Soal Latihan A — Menurut penggalan teks tentang pendidikan dan upaya naik kelas, berapa total biaya kuliah di universitas negeri berdasarkan data Badan Pusat Statistik tahun 2021?

Penggalan Teks —
===

Kopi TIMES

Pendidikan Bukan Hanya Tentang Naik Kelas

Rabu, 14 Agustus 2024 - 09:57 | 24.57k
Rizky Ridho Pratomo, Volunteer Enthusiast dan Content Writer
Rizky Ridho Pratomo, Volunteer Enthusiast dan Content Writer

TIMESINDONESIA, JAKARTA – Pendidikan memang penting untuk kemajuan sebuah bangsa, tetapi apa makna dari pendidikan itu sendiri? Di satu sisi, pendidikan seringkali dipandang sebagai upaya untuk naik kelas dan mendapatkan penghidupan yang lebih baik. Dalam konteks ini, menempuh pendidikan hingga ke perguruan tinggi menjadi sangat penting. Semakin tinggi tingkat pendidikan, semakin terpandanglah seseorang. 

Survei dari IDN Times tahun 2022 menemukan bahwa tiga alasan paling banyak dalam memilih jurusan kuliah adalah ingin mendapatkan pengetahuan baru (52,4%), menjadi profesional di suatu bidang (43,3%), dan harapan mendapat pekerjaan lebih mudah (32.1%). Data ini sedikit banyaknya jadi cerminan soal harapan dan ekspektasi terhadap perguruan tinggi. 

Advertisement

Namun demikian, tidak sampai 7% orang Indonesia lulus perguruan tinggi pada tahun 2023. Riset dari Kompas tahun 2022 mengindikasikan kenaikan kuliah yang tidak sebanding dengan kenaikan gaji. Angka partisipasi kasar perguruan tinggi pun hanya mencapai 31,45% di tahun 2023. Beberapa media bahkan juga menyoroti kasus anak muda yang terpaksa mengundurkan diri dari kuliah karena mahalnya biaya pendidikan tinggi.

Data-data tersebut membuat penulis khawatir bahwa upaya untuk naik kelas melalui pendidikan tinggi hanyalah mimpi belaka bagi sebagian besar masyarakat. Tidak semua lapisan masyarakat memiliki akses dan kekuatan finansial yang memadai untuk bisa kuliah di perguruan tinggi. Bappenas tahun 2024 mencatat ada 40 juta pekerja yang bergaji di bawah 5 juta dengan rata-rata jumlah anggota keluarga sebanyak lima orang. 

Sementara itu, menurut Badan Pusat Statistik tahun 2021, total biaya yang perlu dikeluarkan untuk kuliah di universitas negeri adalah Rp12,71 juta dan di universitas swasta Rp17,01 juta. Jumlah tersebut bisa bervariasi tergantung pada jurusan dan universitas yang dipilih.

===

Soal Latihan B — Saring catatan di bawah dan salin setiap baris yang memuat string "gear". Huruf besar dan kecil dibedakan.

Catatan dari sebuah kumpulan data —

===

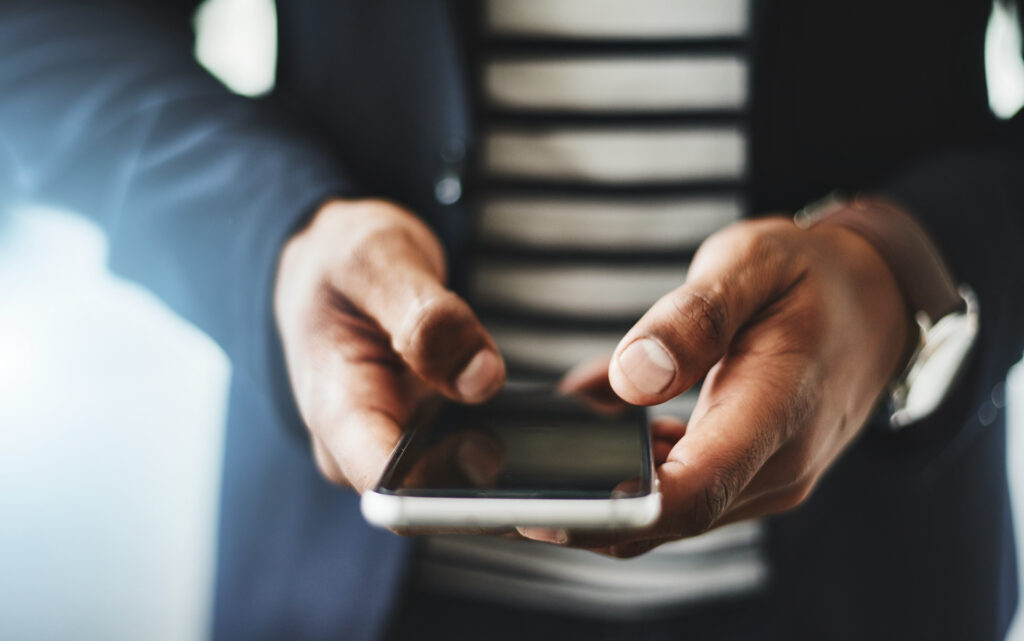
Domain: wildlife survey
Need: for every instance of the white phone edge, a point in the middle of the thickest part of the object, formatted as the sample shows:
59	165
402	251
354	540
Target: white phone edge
386	510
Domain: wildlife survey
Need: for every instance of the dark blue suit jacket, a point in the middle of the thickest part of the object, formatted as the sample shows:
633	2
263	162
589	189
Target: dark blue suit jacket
102	109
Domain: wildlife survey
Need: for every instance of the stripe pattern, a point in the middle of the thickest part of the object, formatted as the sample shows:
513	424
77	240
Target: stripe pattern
612	144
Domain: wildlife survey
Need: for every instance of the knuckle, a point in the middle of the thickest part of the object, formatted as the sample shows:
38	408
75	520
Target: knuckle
712	501
707	311
436	328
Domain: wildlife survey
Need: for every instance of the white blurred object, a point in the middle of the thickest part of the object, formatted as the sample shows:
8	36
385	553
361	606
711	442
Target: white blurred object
111	427
237	41
1004	66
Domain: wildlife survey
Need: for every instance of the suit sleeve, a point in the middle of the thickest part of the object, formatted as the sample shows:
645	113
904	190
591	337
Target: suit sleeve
104	111
971	201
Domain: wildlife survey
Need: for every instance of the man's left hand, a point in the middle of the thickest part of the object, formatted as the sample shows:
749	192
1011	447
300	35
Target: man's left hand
796	333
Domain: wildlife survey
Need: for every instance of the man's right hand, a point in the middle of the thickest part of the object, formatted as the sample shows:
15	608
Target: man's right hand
370	331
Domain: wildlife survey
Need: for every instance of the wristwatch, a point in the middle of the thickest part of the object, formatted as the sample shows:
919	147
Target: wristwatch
946	315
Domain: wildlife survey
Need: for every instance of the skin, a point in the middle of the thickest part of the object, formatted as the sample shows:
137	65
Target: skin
797	331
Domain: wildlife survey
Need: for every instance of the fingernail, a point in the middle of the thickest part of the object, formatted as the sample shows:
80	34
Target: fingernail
479	461
647	366
545	535
478	376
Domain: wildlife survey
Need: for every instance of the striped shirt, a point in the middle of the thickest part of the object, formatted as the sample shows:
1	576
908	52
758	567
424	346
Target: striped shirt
612	144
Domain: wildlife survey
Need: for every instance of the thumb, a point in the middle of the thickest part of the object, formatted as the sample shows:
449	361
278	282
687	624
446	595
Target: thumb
395	278
687	331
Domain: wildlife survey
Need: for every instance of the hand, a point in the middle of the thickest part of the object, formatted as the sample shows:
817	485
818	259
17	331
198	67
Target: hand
370	331
798	332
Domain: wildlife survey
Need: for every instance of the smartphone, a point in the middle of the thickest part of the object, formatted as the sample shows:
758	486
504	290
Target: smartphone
528	457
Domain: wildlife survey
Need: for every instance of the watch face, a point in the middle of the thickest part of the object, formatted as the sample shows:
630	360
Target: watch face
942	356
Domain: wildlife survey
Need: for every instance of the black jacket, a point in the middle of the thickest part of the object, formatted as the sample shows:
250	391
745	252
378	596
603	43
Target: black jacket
103	110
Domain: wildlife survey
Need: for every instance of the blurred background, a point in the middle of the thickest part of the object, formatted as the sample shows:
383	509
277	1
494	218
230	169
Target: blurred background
112	408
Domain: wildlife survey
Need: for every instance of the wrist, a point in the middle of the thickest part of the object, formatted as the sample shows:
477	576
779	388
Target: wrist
945	315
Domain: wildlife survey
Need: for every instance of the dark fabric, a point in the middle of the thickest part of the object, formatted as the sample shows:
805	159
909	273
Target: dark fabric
102	110
429	616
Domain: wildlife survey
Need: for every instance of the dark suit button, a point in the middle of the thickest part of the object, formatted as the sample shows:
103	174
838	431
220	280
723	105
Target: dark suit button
454	152
448	190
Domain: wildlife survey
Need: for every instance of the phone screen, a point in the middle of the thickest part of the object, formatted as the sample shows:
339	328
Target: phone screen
524	444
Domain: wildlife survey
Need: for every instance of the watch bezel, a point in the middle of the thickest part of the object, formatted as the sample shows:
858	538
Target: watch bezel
945	343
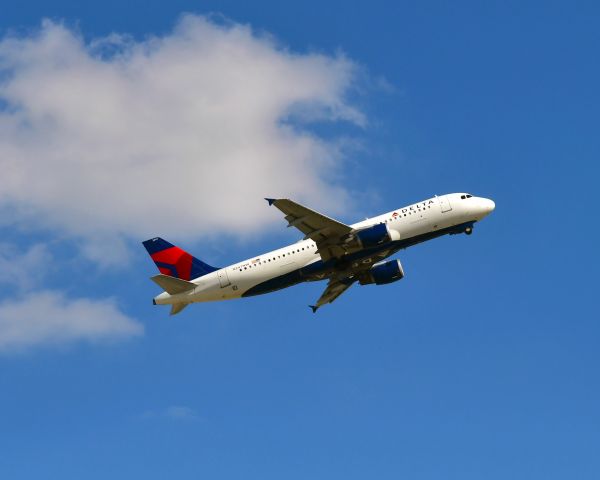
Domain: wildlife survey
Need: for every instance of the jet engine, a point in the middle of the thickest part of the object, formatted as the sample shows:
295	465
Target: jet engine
375	235
382	273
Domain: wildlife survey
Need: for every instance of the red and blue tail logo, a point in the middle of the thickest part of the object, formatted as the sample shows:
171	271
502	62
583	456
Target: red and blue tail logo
174	261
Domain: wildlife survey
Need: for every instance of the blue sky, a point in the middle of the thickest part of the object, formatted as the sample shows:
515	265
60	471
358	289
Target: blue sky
481	363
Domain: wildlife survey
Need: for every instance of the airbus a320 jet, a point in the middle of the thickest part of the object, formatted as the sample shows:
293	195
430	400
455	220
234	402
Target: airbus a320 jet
330	250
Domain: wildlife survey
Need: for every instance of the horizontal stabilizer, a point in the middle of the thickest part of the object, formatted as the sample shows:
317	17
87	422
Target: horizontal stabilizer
177	307
172	285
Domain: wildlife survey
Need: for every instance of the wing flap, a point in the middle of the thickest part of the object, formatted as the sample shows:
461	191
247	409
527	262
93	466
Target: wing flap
334	289
177	307
172	285
326	232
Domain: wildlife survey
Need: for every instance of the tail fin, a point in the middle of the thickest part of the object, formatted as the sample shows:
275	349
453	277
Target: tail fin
175	262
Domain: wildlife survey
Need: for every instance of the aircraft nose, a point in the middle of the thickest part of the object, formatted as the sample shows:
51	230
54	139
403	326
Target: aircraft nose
489	205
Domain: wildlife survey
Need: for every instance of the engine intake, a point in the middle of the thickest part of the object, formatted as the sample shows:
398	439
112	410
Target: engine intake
382	273
376	235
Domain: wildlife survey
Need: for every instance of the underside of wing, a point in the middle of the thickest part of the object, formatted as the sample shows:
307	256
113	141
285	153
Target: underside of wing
326	232
334	289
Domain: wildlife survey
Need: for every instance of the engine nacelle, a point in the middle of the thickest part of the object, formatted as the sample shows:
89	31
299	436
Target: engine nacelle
382	273
376	235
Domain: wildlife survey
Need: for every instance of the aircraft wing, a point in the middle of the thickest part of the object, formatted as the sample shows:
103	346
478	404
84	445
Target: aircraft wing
326	232
334	289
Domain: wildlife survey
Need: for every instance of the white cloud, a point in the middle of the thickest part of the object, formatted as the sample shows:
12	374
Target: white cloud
48	318
23	269
178	135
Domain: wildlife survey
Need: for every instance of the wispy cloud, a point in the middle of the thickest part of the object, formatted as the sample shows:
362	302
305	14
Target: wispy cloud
49	318
23	269
176	135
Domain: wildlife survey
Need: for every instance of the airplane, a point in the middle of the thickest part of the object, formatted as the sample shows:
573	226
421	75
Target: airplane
330	250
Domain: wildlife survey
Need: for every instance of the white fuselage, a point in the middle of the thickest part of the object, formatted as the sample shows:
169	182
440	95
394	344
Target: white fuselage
422	219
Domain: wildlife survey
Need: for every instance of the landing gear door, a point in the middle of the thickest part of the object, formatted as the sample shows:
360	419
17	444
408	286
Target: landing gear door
223	278
445	204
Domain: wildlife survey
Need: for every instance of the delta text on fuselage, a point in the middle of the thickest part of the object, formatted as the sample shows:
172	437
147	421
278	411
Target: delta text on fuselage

===

Hasil Latihan A — Rp12,71 juta.

Hasil Latihan B —
Need: for every instance of the landing gear door, a point in the middle of the thickest part of the object, formatted as the sample shows:
Target: landing gear door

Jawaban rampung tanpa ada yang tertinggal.